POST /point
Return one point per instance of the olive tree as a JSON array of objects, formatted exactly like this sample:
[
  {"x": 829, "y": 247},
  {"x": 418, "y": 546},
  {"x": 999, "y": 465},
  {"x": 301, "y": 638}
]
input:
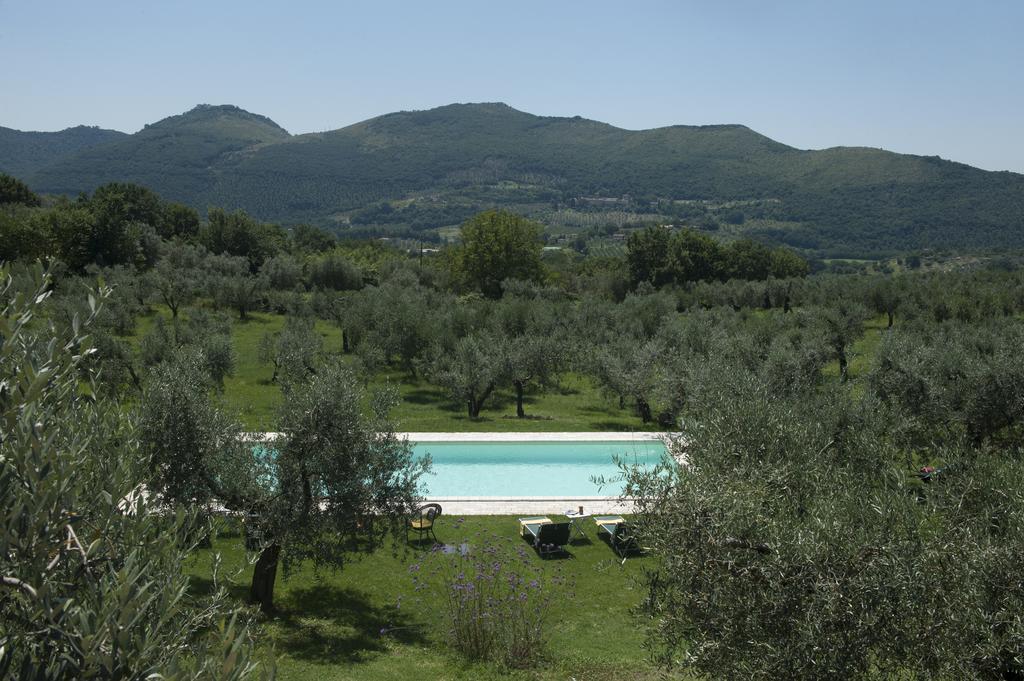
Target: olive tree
[
  {"x": 792, "y": 540},
  {"x": 341, "y": 478},
  {"x": 470, "y": 369},
  {"x": 177, "y": 278},
  {"x": 92, "y": 573}
]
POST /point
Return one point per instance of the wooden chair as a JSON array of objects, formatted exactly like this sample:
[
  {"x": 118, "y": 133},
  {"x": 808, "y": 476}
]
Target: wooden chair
[{"x": 422, "y": 522}]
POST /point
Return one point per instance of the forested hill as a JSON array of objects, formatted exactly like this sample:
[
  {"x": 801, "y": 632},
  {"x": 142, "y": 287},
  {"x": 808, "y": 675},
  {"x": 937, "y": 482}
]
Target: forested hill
[
  {"x": 462, "y": 158},
  {"x": 22, "y": 154}
]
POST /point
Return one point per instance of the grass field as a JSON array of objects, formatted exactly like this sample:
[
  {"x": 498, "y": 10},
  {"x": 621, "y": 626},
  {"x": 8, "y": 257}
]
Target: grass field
[
  {"x": 329, "y": 625},
  {"x": 576, "y": 405}
]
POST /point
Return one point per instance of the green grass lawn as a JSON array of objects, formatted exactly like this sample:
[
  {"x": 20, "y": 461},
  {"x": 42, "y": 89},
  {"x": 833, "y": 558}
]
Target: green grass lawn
[
  {"x": 576, "y": 405},
  {"x": 862, "y": 352},
  {"x": 329, "y": 625}
]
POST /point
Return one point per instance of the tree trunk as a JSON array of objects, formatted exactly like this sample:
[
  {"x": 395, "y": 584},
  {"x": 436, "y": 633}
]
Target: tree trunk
[
  {"x": 264, "y": 575},
  {"x": 476, "y": 403},
  {"x": 643, "y": 409}
]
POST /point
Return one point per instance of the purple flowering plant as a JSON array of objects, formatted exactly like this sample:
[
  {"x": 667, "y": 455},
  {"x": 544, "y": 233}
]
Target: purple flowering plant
[{"x": 494, "y": 597}]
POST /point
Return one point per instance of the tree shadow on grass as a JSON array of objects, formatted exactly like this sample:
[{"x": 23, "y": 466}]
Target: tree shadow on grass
[
  {"x": 428, "y": 396},
  {"x": 330, "y": 624}
]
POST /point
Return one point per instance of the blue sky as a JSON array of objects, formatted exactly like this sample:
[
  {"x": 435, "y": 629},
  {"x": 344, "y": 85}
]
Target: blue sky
[{"x": 936, "y": 78}]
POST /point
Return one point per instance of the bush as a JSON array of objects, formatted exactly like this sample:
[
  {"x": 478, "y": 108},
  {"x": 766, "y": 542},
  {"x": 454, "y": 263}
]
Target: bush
[{"x": 495, "y": 604}]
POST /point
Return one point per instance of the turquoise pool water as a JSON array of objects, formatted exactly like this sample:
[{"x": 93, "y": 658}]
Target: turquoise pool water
[{"x": 531, "y": 469}]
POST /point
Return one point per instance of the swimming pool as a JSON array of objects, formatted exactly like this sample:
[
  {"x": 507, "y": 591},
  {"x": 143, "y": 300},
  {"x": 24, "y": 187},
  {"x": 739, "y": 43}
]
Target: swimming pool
[{"x": 562, "y": 469}]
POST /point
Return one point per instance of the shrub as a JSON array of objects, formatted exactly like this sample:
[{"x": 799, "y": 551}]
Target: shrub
[{"x": 495, "y": 600}]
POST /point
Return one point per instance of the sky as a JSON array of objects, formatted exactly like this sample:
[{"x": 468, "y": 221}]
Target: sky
[{"x": 940, "y": 77}]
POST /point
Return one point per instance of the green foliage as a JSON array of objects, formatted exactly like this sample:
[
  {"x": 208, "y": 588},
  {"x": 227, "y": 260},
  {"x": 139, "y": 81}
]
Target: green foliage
[
  {"x": 495, "y": 600},
  {"x": 93, "y": 582},
  {"x": 311, "y": 240},
  {"x": 196, "y": 451},
  {"x": 342, "y": 480},
  {"x": 497, "y": 246},
  {"x": 13, "y": 190},
  {"x": 470, "y": 370},
  {"x": 294, "y": 352},
  {"x": 22, "y": 154},
  {"x": 237, "y": 233},
  {"x": 659, "y": 256},
  {"x": 333, "y": 271},
  {"x": 798, "y": 520}
]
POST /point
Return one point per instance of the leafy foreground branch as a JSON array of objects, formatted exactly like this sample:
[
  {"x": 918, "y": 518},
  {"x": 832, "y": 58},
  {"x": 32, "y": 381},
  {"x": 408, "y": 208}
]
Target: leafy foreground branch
[
  {"x": 93, "y": 585},
  {"x": 799, "y": 543}
]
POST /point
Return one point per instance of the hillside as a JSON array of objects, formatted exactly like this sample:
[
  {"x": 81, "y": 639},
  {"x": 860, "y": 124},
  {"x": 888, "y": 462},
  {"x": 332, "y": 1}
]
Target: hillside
[
  {"x": 422, "y": 170},
  {"x": 22, "y": 154},
  {"x": 180, "y": 157}
]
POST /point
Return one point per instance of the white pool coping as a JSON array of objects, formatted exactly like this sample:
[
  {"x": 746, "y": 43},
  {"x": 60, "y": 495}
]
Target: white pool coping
[
  {"x": 579, "y": 436},
  {"x": 470, "y": 505}
]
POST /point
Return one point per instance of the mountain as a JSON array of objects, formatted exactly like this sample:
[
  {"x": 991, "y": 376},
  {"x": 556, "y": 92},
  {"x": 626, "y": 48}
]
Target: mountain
[
  {"x": 426, "y": 169},
  {"x": 180, "y": 157},
  {"x": 22, "y": 154}
]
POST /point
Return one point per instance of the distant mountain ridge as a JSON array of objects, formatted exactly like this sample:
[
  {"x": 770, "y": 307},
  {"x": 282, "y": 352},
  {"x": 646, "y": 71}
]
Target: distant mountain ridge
[
  {"x": 850, "y": 200},
  {"x": 23, "y": 154}
]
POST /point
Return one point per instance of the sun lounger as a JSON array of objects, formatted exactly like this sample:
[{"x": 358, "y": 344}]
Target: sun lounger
[
  {"x": 547, "y": 537},
  {"x": 620, "y": 536}
]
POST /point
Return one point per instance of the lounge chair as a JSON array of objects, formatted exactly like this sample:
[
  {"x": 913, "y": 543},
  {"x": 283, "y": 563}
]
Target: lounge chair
[
  {"x": 422, "y": 522},
  {"x": 620, "y": 535},
  {"x": 547, "y": 537}
]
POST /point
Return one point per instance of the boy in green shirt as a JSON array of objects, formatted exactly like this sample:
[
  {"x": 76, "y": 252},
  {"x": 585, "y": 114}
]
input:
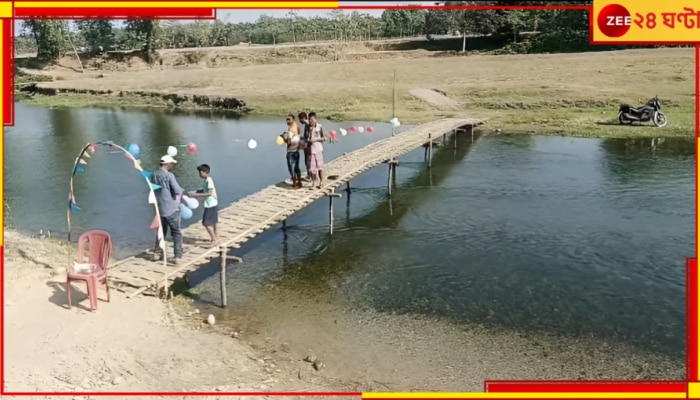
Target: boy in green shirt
[{"x": 210, "y": 203}]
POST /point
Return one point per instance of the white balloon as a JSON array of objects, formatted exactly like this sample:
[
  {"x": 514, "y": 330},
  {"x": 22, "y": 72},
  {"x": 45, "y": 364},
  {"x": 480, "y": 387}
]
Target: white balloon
[{"x": 191, "y": 202}]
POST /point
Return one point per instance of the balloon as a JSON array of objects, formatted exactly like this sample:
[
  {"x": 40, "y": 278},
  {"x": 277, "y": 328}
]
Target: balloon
[
  {"x": 190, "y": 202},
  {"x": 185, "y": 211},
  {"x": 133, "y": 149}
]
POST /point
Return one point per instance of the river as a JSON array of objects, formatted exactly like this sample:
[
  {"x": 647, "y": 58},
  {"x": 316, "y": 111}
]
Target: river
[{"x": 572, "y": 236}]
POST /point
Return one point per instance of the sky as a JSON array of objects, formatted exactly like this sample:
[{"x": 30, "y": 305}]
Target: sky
[{"x": 239, "y": 16}]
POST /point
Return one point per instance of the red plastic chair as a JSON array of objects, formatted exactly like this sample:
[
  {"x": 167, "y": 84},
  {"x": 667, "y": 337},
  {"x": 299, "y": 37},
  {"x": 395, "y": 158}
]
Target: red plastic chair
[{"x": 100, "y": 250}]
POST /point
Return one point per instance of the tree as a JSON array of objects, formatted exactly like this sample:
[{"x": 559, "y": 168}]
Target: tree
[
  {"x": 96, "y": 33},
  {"x": 475, "y": 21},
  {"x": 48, "y": 35},
  {"x": 145, "y": 32}
]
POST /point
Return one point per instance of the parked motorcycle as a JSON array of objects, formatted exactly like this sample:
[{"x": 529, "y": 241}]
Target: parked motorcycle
[{"x": 648, "y": 112}]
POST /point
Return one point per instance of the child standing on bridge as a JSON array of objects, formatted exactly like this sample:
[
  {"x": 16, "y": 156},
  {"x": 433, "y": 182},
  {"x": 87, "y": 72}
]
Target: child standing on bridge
[
  {"x": 210, "y": 203},
  {"x": 316, "y": 138}
]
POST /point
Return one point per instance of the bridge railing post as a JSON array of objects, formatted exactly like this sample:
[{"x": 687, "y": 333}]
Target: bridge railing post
[
  {"x": 224, "y": 301},
  {"x": 430, "y": 150},
  {"x": 331, "y": 195}
]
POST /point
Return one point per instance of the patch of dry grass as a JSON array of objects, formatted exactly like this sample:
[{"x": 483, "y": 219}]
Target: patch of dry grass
[{"x": 555, "y": 93}]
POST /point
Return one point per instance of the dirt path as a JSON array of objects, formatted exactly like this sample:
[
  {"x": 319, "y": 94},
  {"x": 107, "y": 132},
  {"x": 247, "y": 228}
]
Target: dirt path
[
  {"x": 126, "y": 345},
  {"x": 548, "y": 93}
]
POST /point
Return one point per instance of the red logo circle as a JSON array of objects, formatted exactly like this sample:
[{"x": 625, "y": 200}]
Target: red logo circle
[{"x": 614, "y": 20}]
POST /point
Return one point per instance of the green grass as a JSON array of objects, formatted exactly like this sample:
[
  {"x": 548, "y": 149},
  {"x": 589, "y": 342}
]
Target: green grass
[{"x": 591, "y": 121}]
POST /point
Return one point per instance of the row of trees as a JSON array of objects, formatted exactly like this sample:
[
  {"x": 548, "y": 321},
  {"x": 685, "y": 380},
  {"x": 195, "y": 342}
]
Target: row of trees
[{"x": 50, "y": 39}]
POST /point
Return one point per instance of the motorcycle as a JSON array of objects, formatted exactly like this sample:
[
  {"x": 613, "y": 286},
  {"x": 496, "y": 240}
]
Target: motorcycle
[{"x": 651, "y": 111}]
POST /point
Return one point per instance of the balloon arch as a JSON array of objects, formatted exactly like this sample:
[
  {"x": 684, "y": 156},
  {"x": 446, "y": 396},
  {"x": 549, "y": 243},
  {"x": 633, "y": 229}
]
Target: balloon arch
[{"x": 133, "y": 149}]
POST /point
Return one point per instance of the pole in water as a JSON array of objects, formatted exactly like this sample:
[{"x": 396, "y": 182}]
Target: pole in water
[
  {"x": 391, "y": 171},
  {"x": 430, "y": 150},
  {"x": 330, "y": 215},
  {"x": 393, "y": 103},
  {"x": 223, "y": 276},
  {"x": 331, "y": 195}
]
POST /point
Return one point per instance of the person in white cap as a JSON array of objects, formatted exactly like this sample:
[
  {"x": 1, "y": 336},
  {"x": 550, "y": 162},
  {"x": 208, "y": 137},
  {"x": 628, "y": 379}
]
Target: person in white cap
[{"x": 168, "y": 197}]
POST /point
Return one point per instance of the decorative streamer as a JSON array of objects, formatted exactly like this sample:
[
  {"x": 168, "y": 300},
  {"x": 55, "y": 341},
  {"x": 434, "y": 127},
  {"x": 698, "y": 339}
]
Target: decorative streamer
[{"x": 146, "y": 175}]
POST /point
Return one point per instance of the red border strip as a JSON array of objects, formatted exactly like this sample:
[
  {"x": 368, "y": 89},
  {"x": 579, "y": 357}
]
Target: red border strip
[
  {"x": 492, "y": 386},
  {"x": 114, "y": 13},
  {"x": 465, "y": 7},
  {"x": 585, "y": 386},
  {"x": 691, "y": 317},
  {"x": 83, "y": 394},
  {"x": 8, "y": 78}
]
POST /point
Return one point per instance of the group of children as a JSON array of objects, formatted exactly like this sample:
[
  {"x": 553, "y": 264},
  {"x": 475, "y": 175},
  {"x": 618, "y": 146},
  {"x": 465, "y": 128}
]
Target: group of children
[
  {"x": 169, "y": 196},
  {"x": 308, "y": 137}
]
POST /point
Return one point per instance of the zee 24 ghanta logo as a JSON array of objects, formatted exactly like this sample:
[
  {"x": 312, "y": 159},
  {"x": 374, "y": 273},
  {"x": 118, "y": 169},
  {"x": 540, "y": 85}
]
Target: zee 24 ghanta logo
[{"x": 615, "y": 20}]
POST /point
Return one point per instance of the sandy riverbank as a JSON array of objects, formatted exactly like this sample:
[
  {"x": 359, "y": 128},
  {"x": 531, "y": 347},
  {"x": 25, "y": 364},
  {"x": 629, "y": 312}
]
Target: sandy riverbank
[
  {"x": 563, "y": 94},
  {"x": 146, "y": 344},
  {"x": 135, "y": 344}
]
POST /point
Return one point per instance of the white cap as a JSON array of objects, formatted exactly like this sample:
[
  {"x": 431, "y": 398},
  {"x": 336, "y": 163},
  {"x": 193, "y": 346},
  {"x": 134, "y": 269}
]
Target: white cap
[{"x": 166, "y": 159}]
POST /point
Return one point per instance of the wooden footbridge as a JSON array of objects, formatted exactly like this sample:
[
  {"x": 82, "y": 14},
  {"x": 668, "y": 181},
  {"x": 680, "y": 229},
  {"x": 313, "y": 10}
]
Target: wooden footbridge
[{"x": 253, "y": 214}]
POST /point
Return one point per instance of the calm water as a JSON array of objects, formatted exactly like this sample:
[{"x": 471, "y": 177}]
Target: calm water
[{"x": 574, "y": 236}]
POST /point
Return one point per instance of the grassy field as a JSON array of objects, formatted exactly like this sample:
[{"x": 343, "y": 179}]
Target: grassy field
[{"x": 574, "y": 94}]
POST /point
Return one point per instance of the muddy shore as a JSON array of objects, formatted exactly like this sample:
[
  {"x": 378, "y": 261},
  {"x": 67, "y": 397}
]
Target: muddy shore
[
  {"x": 273, "y": 343},
  {"x": 575, "y": 94}
]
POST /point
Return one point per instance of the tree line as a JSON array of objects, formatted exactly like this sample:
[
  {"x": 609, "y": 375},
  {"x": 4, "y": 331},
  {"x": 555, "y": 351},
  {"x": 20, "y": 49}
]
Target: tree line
[{"x": 51, "y": 39}]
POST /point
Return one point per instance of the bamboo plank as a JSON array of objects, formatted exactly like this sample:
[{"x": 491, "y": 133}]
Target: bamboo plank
[{"x": 255, "y": 213}]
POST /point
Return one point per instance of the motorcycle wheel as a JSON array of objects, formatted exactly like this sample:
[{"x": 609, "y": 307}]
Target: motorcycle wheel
[
  {"x": 622, "y": 119},
  {"x": 660, "y": 119}
]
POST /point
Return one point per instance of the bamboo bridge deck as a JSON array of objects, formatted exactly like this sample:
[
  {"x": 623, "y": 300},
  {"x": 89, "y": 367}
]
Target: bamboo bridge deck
[{"x": 252, "y": 215}]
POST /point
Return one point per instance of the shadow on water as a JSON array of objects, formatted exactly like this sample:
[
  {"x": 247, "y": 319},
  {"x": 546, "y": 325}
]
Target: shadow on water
[
  {"x": 335, "y": 261},
  {"x": 332, "y": 256}
]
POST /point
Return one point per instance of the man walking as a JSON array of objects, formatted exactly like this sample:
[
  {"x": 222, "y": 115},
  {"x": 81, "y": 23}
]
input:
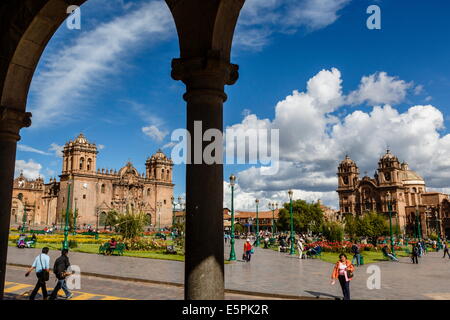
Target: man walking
[
  {"x": 42, "y": 266},
  {"x": 300, "y": 247},
  {"x": 356, "y": 254},
  {"x": 415, "y": 253},
  {"x": 446, "y": 250},
  {"x": 60, "y": 271}
]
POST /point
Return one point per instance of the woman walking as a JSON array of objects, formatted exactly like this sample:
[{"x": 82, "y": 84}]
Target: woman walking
[{"x": 343, "y": 270}]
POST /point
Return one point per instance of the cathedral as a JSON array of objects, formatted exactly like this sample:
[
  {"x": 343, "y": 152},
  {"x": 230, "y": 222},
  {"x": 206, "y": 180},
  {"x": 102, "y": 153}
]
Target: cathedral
[
  {"x": 412, "y": 207},
  {"x": 93, "y": 192}
]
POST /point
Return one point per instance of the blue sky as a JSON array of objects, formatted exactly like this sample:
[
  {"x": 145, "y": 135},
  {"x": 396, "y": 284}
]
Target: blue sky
[{"x": 357, "y": 90}]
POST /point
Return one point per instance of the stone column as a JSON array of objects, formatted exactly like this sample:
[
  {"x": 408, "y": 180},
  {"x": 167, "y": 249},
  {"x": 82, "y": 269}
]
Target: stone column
[
  {"x": 11, "y": 121},
  {"x": 205, "y": 78}
]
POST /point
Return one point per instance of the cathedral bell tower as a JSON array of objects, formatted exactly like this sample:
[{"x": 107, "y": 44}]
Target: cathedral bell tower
[
  {"x": 388, "y": 170},
  {"x": 79, "y": 156},
  {"x": 159, "y": 167},
  {"x": 348, "y": 176}
]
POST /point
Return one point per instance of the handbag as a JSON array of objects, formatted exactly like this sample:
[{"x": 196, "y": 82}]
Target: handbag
[{"x": 44, "y": 273}]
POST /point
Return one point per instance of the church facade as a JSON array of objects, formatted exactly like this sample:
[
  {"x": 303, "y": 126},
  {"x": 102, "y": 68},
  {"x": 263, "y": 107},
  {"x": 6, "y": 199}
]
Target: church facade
[
  {"x": 413, "y": 208},
  {"x": 93, "y": 192}
]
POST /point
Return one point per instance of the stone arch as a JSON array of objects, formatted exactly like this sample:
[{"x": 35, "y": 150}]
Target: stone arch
[
  {"x": 205, "y": 33},
  {"x": 35, "y": 23}
]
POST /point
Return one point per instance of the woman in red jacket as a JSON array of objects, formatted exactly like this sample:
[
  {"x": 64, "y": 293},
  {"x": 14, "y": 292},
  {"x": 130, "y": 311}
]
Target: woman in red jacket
[
  {"x": 343, "y": 270},
  {"x": 248, "y": 250}
]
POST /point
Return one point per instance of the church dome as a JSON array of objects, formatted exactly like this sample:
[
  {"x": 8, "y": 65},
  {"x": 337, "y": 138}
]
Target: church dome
[
  {"x": 389, "y": 156},
  {"x": 159, "y": 157},
  {"x": 410, "y": 175},
  {"x": 81, "y": 139},
  {"x": 347, "y": 161}
]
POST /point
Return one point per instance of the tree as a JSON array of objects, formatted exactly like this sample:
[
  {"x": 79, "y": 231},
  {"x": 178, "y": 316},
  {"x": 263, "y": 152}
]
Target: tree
[
  {"x": 306, "y": 216},
  {"x": 333, "y": 231},
  {"x": 238, "y": 228},
  {"x": 351, "y": 226},
  {"x": 130, "y": 225},
  {"x": 373, "y": 225},
  {"x": 111, "y": 218}
]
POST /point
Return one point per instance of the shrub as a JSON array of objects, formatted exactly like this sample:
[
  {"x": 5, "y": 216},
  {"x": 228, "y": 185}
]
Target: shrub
[
  {"x": 333, "y": 231},
  {"x": 73, "y": 244},
  {"x": 144, "y": 244}
]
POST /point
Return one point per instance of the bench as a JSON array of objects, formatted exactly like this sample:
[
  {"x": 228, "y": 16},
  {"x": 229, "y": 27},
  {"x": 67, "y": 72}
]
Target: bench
[
  {"x": 104, "y": 249},
  {"x": 161, "y": 236},
  {"x": 38, "y": 231},
  {"x": 170, "y": 250},
  {"x": 29, "y": 243},
  {"x": 90, "y": 234},
  {"x": 314, "y": 252}
]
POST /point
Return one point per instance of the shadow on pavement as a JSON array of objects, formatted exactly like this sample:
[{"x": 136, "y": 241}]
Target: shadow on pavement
[{"x": 319, "y": 294}]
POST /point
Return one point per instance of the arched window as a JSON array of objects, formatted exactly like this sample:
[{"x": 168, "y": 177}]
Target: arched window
[
  {"x": 102, "y": 220},
  {"x": 148, "y": 219}
]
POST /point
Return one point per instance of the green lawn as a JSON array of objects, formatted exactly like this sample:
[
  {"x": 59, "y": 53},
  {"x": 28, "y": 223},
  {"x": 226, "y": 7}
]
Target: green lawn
[
  {"x": 93, "y": 249},
  {"x": 368, "y": 256}
]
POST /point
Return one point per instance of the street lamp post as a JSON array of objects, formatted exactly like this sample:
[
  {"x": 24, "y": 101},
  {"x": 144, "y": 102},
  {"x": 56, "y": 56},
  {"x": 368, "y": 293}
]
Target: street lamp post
[
  {"x": 257, "y": 223},
  {"x": 419, "y": 231},
  {"x": 232, "y": 252},
  {"x": 75, "y": 214},
  {"x": 292, "y": 252},
  {"x": 173, "y": 211},
  {"x": 388, "y": 196},
  {"x": 273, "y": 206},
  {"x": 159, "y": 205},
  {"x": 66, "y": 227}
]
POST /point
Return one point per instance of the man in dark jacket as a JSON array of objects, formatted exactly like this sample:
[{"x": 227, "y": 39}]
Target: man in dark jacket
[
  {"x": 60, "y": 271},
  {"x": 356, "y": 254}
]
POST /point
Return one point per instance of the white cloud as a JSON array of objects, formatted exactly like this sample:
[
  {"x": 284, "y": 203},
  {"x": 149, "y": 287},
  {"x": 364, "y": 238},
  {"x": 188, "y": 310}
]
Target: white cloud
[
  {"x": 418, "y": 90},
  {"x": 379, "y": 88},
  {"x": 313, "y": 140},
  {"x": 154, "y": 133},
  {"x": 31, "y": 169},
  {"x": 259, "y": 19},
  {"x": 22, "y": 147},
  {"x": 245, "y": 200},
  {"x": 75, "y": 69},
  {"x": 57, "y": 149}
]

Work required: Count the lines above that contain the string "cathedral", matching case exactly, and give only that number.

Output of the exercise: 4